◆ Exercises ◆
a: In the page on text-to-speech markup, what does the phoneme element let you specify?
b: Continue the page on text-to-speech markup, picking up after its final line.

You can specify embedded XML tags to change the way the text-to-speech engine produces output. Depending on your speech engine, you might be using SSML (Speech Synthesis Markup Language) or another XML-based markup language, such as Apple’s embedded speech commands, and Microsoft’s SAPI Text to speech (TTS) markup.
Examples of Microsoft Server Speech using SSL Markups
Audio
Play a pre-recorded audio file as part of a prompt. “<audio src=”c:\the_name_of_your_file.wav”> This is what I will say if the file is not found. </audio>”
Break
Add a pause between words. “Five hundred milliseconds of silence <break time=”500ms” /> just occurred.”
Emphasis
Add emphasis to a word in a sentence. “The word <emphasis level=”strong”> boo </emphasis> is emphasized!”
-
- Note: Currently Microsoft TTS engines do not support this element. See MSDN Article, under paragraph “Specify speech output characteristics”
Say-As Element
The say-as element provides guidance about pronunciation–date formats, cardinal and ordinal numbers, characters, time, and telephone numbers. See Say-As Element for more details. Here are a few examples:
- To have each letter spelled out individually: “<say-as interpret-as=”characters”> TEST </say-as>”
- To have text spoken as an ordinal number: (e.g. 3rd, 4th) “Select the <say-as interpret-as=”ordinal”>3rd</say-as> option.”
- To specify a date format: “Today is <say-as interpret-as=”date” format=”mdy”> 4-24-2017 </say-as>”
Phoneme Element
Using the <phoneme> element, you can specify a phonetic pronunciation for a word or phrase. “His name is Mike <phoneme alphabet=”x-microsoft-ups” ph=”JH AU”> Zhou </phoneme>”
Prosody
Prosody specifies the pitch, contour, range, rate, duration, and volume for speaking the contained text. See Prosody Element for more details. Here are a few examples:
- “This is normal volume. <prosody volume=”40″> This is a whisper. </prosody>”
- “This is normal pitch. <prosody rate=”-20%” volume=”40″> This is slow and quiet. </prosody>”
Voice
To define the voice to be used, you can use the Voice markup or use the overload on the PlayTTS command:
- Voice Markup: “<voice name=”Microsoft Server Speech Text to Speech Voice (en-US, Helen)”> This is the text that the application will speak. </voice>”

◆ Record list ◆

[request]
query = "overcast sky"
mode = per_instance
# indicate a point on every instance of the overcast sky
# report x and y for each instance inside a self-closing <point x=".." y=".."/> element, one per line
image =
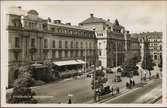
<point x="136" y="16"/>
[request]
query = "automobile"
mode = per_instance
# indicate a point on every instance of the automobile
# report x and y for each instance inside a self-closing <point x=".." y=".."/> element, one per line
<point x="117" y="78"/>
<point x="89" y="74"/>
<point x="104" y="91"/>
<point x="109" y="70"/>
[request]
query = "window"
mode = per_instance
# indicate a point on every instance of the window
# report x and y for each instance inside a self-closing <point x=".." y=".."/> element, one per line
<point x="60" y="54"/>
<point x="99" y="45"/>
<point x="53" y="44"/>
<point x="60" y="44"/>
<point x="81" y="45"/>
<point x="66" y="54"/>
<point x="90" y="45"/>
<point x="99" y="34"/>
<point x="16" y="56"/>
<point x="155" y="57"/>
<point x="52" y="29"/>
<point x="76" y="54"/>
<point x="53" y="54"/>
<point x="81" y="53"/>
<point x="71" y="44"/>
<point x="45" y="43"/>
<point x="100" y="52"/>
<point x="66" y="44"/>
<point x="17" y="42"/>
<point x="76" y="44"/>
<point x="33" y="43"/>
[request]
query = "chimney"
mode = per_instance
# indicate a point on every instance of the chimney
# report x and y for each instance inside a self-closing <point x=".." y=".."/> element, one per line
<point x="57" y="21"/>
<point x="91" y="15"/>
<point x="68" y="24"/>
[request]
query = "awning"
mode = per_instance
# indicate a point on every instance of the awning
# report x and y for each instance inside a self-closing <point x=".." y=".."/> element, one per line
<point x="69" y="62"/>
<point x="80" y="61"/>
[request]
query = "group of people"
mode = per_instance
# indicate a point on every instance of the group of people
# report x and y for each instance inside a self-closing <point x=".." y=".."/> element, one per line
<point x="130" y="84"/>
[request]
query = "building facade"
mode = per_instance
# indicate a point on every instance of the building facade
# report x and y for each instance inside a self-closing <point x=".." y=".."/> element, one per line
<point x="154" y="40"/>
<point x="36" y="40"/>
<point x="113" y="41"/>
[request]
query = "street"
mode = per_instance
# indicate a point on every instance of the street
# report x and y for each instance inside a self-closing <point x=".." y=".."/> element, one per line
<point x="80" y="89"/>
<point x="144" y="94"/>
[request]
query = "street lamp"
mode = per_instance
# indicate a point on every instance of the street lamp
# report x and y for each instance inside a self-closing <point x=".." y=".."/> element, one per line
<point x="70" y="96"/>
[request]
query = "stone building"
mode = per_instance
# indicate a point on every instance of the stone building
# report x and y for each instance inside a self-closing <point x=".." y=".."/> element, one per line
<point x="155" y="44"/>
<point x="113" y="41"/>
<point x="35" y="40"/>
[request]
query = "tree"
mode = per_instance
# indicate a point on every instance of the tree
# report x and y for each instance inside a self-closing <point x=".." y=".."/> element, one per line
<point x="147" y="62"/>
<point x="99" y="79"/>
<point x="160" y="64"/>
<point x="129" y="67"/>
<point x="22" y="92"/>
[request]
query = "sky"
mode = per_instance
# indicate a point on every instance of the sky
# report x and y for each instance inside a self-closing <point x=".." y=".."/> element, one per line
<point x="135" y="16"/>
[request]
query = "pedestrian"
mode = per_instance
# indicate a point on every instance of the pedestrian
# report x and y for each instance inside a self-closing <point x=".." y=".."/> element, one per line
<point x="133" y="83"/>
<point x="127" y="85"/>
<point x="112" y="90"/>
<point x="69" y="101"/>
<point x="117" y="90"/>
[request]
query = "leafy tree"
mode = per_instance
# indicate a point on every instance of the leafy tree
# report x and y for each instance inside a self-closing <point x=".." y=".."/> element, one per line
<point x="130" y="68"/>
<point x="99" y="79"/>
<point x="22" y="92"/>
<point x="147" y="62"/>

--

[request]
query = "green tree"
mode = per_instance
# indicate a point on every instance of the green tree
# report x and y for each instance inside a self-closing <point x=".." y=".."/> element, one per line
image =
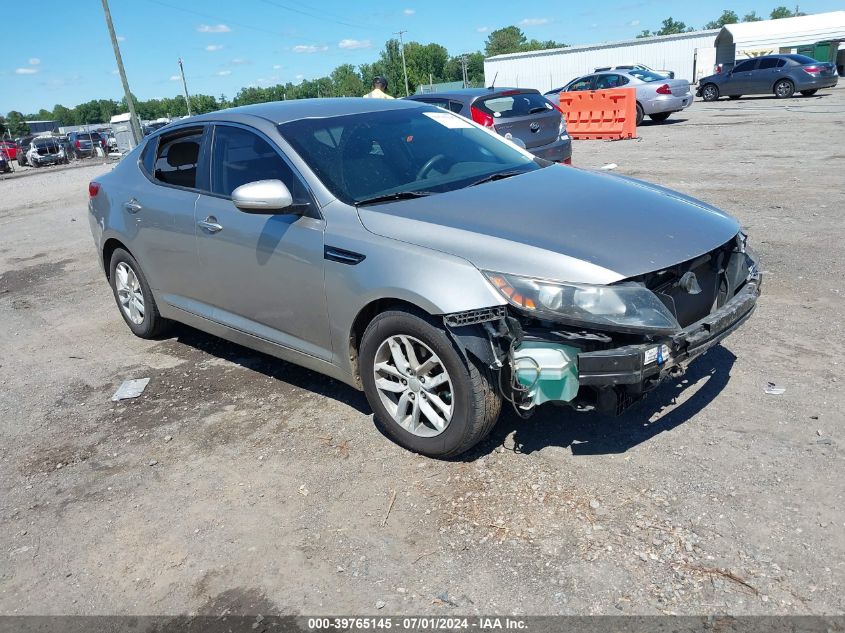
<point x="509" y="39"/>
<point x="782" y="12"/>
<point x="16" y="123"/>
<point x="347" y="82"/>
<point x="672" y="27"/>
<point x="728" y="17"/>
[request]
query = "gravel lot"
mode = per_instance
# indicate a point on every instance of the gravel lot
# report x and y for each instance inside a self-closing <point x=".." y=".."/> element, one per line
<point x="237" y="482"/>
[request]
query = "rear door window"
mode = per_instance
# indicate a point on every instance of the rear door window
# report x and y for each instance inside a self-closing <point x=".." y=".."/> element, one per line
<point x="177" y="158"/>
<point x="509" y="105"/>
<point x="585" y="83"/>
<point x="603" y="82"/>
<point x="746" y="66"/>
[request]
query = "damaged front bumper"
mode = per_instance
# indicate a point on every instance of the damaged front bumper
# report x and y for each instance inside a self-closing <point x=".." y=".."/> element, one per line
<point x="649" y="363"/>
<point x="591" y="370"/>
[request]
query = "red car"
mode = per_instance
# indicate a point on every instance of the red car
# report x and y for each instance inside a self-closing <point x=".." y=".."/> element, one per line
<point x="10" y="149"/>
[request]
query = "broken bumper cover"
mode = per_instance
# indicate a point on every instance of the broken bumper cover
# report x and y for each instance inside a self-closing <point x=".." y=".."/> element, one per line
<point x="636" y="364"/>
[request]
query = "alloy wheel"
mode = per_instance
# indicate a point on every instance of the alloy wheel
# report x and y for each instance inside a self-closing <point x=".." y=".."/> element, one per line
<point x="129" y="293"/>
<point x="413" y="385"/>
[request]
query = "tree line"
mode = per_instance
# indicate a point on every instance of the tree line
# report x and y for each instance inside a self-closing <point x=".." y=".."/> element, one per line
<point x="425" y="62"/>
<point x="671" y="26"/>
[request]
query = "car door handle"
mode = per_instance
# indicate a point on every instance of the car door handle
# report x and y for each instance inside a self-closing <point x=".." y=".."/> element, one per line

--

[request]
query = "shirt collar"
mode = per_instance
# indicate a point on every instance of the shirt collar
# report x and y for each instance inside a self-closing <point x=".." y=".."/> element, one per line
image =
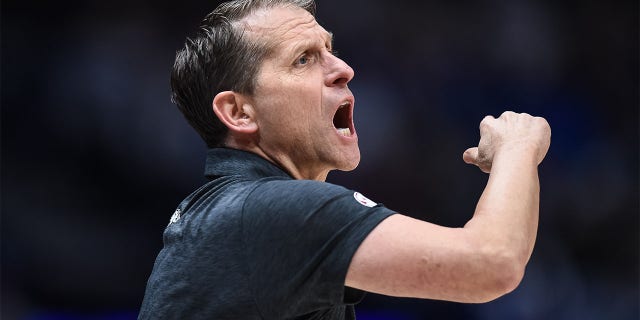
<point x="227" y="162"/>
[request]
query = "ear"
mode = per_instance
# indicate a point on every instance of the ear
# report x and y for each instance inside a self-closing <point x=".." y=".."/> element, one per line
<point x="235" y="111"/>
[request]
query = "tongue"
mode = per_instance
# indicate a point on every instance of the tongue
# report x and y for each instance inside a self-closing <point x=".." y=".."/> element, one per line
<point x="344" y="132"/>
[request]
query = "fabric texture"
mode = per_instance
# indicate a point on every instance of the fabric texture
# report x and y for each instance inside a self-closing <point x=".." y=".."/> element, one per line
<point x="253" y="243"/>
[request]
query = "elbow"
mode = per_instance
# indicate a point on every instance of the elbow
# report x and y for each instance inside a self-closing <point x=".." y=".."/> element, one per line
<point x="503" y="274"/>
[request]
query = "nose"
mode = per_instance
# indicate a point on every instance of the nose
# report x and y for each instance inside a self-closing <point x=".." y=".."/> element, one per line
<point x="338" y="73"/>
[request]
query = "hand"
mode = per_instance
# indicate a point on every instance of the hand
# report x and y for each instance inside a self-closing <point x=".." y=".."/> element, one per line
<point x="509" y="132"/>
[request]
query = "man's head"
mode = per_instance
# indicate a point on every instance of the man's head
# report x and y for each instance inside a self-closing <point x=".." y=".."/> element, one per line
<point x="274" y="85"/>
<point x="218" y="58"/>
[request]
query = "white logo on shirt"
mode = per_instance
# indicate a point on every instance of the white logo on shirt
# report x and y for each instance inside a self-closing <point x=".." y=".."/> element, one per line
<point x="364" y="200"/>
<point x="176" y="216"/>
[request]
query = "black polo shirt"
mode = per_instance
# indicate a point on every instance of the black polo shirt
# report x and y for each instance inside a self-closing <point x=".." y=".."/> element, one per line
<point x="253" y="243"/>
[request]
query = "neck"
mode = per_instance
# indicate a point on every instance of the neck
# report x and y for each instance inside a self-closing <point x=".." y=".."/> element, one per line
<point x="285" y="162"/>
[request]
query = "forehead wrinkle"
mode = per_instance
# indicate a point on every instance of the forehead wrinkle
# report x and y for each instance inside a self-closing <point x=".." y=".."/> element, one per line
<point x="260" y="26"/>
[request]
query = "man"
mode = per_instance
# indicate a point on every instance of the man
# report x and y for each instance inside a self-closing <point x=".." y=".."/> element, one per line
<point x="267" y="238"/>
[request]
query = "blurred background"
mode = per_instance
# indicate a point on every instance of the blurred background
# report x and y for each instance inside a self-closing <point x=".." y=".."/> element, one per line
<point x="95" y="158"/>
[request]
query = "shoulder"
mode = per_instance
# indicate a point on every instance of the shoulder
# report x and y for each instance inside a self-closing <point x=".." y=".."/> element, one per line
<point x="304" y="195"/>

◆ Solved problems ◆
a: A phonetic pronunciation for a word or phrase.

b:
- PlayTTS Command: m_VoiceResource.PlayTTS(“This is the text that the application will speak.”, “Microsoft Server Speech Text to Speech Voice (en-US, Helen)”);
Examples of SAPI 5.3 Markups:
Volume Control: <volume level=”nn”/> where nn is a value from 1 to 100.
Absolute Rate Of Speech: <rate absspeed=”nn”/> where nn is a value from -10 to 10.
Relative Rate Of Speech: <rate speed=”nn”/> where nn is a value from -10 to 10.
Absolute Pitch: <pitch absmiddle=”nn”/> where nn is a value from -10 to 10.
Relative Pitch: <pitch middle=”nn”/> where nn is a value from -10 to 10.
Emphasis: “The word <emph> boo </emph> is emphasized!”
Spelling Control: “The Word <spell> Spell </spell> is spelled out.”
Silence Control: “Five hundred milliseconds of silence <silence msec=”500″/> just occurred.”
Pronunciation: “<pron sym=”h eh l l ow & w er l l d”/>”
Bookmarks: “<bookmark mark=”bookmark_one”/>Simple Text”
Parts Of Speech: “<partofsp part=”noun”> A </partofsp> is the first letter of the alphabet.”
Context: “<context id=”date_mdy”> 03/04/01 </context> should be March fourth, two thousand one.”
Voice: “<voice required=”Age=Teen”>A teen should speak this sentence – if a female, non-child teen is present, she will be selected over a male teen, for example.</voice>”
Language: “<voice required=”Language=409″>A U.S. English voice should speak this.</voice>”